Exact copies of the records below are needed, free of pictures.

-.-.-

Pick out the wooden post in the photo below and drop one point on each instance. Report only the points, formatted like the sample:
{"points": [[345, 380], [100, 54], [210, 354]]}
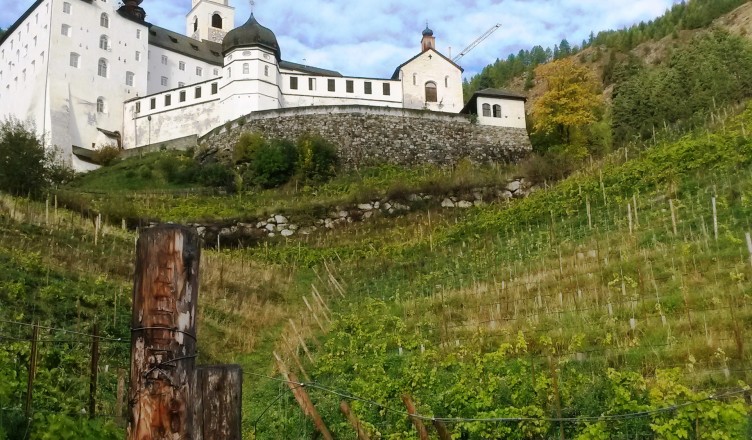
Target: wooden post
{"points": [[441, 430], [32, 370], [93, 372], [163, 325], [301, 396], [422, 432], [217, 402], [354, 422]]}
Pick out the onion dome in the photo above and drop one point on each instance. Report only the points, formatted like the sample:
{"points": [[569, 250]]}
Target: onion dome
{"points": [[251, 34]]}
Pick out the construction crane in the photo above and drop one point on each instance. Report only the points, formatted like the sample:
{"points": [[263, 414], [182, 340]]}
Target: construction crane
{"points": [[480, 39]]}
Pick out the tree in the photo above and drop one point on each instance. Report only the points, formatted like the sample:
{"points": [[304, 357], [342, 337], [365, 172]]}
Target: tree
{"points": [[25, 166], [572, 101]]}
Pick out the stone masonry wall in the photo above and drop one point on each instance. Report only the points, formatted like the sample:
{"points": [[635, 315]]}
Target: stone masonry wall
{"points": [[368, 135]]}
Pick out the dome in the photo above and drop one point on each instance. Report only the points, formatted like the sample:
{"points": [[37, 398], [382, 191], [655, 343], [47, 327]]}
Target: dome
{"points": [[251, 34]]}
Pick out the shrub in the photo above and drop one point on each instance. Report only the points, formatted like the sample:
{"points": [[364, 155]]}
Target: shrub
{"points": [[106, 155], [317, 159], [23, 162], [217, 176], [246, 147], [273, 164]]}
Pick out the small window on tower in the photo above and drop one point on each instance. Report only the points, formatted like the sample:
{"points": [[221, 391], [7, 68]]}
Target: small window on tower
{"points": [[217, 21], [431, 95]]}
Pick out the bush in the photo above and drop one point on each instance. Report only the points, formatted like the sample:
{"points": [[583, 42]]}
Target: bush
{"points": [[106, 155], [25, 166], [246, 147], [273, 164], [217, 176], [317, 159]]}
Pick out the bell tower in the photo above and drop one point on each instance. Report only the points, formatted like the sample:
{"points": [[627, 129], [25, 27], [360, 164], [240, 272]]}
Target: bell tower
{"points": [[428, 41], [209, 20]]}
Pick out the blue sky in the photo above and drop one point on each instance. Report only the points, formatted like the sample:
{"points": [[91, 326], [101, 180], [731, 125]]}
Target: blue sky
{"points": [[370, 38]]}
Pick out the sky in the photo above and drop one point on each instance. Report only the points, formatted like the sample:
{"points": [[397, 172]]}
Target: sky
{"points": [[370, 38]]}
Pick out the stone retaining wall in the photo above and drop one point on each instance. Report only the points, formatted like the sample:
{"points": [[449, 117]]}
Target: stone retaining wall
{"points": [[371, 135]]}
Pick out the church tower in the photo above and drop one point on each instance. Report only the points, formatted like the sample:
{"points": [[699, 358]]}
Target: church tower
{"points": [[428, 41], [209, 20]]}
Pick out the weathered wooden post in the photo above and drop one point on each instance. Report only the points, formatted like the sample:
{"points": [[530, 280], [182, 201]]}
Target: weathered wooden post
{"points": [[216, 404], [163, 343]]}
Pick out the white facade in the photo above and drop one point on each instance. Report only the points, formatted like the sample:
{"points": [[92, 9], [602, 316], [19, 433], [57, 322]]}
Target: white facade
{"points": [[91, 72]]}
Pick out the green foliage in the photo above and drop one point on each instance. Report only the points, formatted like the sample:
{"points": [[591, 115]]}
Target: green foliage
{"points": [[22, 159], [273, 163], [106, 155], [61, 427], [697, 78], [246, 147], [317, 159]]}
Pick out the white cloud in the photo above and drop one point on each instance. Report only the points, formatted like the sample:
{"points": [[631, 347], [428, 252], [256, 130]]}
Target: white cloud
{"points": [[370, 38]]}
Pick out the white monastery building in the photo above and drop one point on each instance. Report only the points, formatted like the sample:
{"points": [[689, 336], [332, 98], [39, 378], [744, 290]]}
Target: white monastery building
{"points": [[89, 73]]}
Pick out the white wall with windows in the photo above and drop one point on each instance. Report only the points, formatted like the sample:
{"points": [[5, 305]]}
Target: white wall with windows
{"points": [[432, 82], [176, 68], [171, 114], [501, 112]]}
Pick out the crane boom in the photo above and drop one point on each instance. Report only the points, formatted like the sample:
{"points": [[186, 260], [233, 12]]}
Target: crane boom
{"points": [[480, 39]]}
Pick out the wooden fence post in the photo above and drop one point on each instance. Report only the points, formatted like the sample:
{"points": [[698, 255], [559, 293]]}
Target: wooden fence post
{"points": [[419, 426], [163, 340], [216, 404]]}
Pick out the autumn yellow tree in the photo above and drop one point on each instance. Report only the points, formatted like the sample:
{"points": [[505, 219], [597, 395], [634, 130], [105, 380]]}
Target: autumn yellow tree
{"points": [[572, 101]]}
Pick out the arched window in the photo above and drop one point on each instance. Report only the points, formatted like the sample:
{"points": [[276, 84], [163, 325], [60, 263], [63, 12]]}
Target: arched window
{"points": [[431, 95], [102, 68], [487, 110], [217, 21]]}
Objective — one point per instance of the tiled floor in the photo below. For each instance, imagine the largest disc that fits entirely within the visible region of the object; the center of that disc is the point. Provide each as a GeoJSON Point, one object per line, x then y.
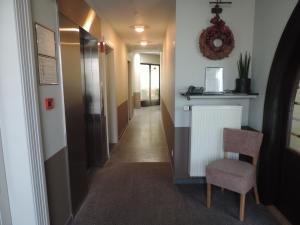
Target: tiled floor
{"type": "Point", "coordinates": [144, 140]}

-.-.-

RESPONSE TO THIS TASK
Pick out the wooden post in the photo below and drop one point on each instance. Report only the points, formatted like the sample:
{"points": [[345, 380], [100, 54], [210, 354]]}
Target: wooden post
{"points": [[441, 430], [32, 370], [93, 372], [163, 325], [301, 396], [422, 432], [217, 402], [354, 422]]}
Pick out the onion dome in the photo above and drop one point on each instance. Report only the points, formatted like the sample:
{"points": [[569, 250]]}
Target: onion dome
{"points": [[251, 34]]}
Pick out the construction crane in the photo above and drop one point on each instance. Report only the points, formatted like the sample:
{"points": [[263, 414], [182, 340]]}
Target: construction crane
{"points": [[480, 39]]}
Pick out the tree in the photo above and drop one point on each instance. Report only the points, formatted like the sample:
{"points": [[304, 357], [342, 337], [365, 172]]}
Target: tree
{"points": [[25, 166], [572, 101]]}
Pick out the stone masonry wall in the photo above and drop one point on each instance. Report only the points, formatted like the sample:
{"points": [[635, 315]]}
Target: stone masonry wall
{"points": [[368, 135]]}
Pick out the dome in the photo above and drop one point on each instance. Report only the points, formatted like the sample:
{"points": [[37, 398], [382, 191], [655, 343], [47, 327]]}
Target: dome
{"points": [[251, 34]]}
Pick out the shrub in the photo above and drop one point on each instance. Report only the points, formatted like the sample:
{"points": [[364, 155]]}
Target: shrub
{"points": [[106, 155], [317, 159], [23, 162], [217, 176], [246, 147], [273, 164]]}
Pick out the small window on tower in the photo above and drop one point on each instance. Report only the points, formatted like the sample:
{"points": [[221, 391], [7, 68]]}
Target: small window on tower
{"points": [[217, 21], [431, 95]]}
Pick out the bush in the photo above and drop one point on each instance. Report only the points, formatted like the sample:
{"points": [[583, 42]]}
Target: bush
{"points": [[106, 155], [25, 166], [246, 147], [273, 164], [217, 176], [317, 159]]}
Pick out the bell tower in the photo above and drop one point on each instance. Report only the points, formatted like the sample:
{"points": [[627, 129], [25, 27], [360, 164], [240, 272]]}
Target: bell tower
{"points": [[428, 41], [209, 20]]}
Pick out the blue sky in the photo above and drop one point on each instance. Report only the points, formatted like the sample:
{"points": [[91, 326], [101, 180], [731, 125]]}
Target: blue sky
{"points": [[370, 38]]}
Pick out the sky in the photo above and drop one point on each instance. Report only the points, formatted like the sample:
{"points": [[397, 172]]}
Target: sky
{"points": [[370, 38]]}
Pick out the stone retaining wall in the photo above and drop one point on each instance. Report only the points, formatted like the sample:
{"points": [[449, 117]]}
Target: stone retaining wall
{"points": [[371, 135]]}
Pick out the church tower in the photo above and drop one point on each instance. Report only the points, formatted like the sample:
{"points": [[699, 358]]}
Target: church tower
{"points": [[428, 41], [209, 20]]}
Pick out the weathered wooden post in the photo above and drop one point on each instance. Report only the points, formatted like the sample:
{"points": [[530, 280], [182, 201]]}
Target: weathered wooden post
{"points": [[216, 404], [163, 343]]}
Pick out the white facade in the photo above and drop one point on each instance. Report only the points, formatted like the sample:
{"points": [[92, 9], [602, 316], [19, 433], [57, 322]]}
Target: white facade
{"points": [[91, 72]]}
Pick out the green foliage in the photo above and drop one point on each instance. Report only the points, formatted like the sample:
{"points": [[591, 115]]}
Target: green foliage
{"points": [[22, 159], [273, 163], [106, 155], [61, 427], [697, 78], [246, 147], [317, 159]]}
Pick out the white cloud in the photo above and drop one point on each instance. Report only the points, formatted like the sample:
{"points": [[631, 347], [428, 252], [256, 130]]}
Target: white cloud
{"points": [[370, 38]]}
Pick out the white monastery building in the photo above and drop one point on each instance. Report only the points, formatted like the sample:
{"points": [[689, 336], [332, 98], [39, 378], [744, 290]]}
Target: white monastery building
{"points": [[89, 73]]}
Pick out the white wall with windows in the photo above and drop one point on each instance. Report only the points, formatted like the sample:
{"points": [[5, 305]]}
Target: white wall with windows
{"points": [[432, 82], [176, 68], [171, 114], [501, 112]]}
Pick out the crane boom in the photo above and drop one point on each instance. Report only the points, formatted like the sample:
{"points": [[186, 260], [233, 12]]}
Target: crane boom
{"points": [[480, 39]]}
Pick out the wooden fence post in the photo above and drop one point on each instance. Report only the points, formatted like the sample:
{"points": [[698, 255], [559, 293]]}
Target: wooden fence post
{"points": [[419, 426], [163, 340], [216, 404]]}
Pick out the autumn yellow tree in the photo above and drop one point on each instance. Report only the points, formatted like the sample:
{"points": [[505, 219], [597, 395], [634, 130], [105, 380]]}
Target: autumn yellow tree
{"points": [[572, 101]]}
Pick out the arched window in the photo above and drop one point on each instance. Report only the points, formatted like the sample:
{"points": [[276, 84], [163, 325], [60, 263], [63, 12]]}
Target: arched window
{"points": [[431, 95], [102, 68], [487, 110], [217, 21]]}
Objective — one point per instance of the tiled floor in the photo below. For each instance, imagine the largest disc that fits entirely within the visible region of the object; the center of that disc is the point. Provide each as a GeoJSON Point, one object per line, x then y.
Target: tiled floor
{"type": "Point", "coordinates": [144, 140]}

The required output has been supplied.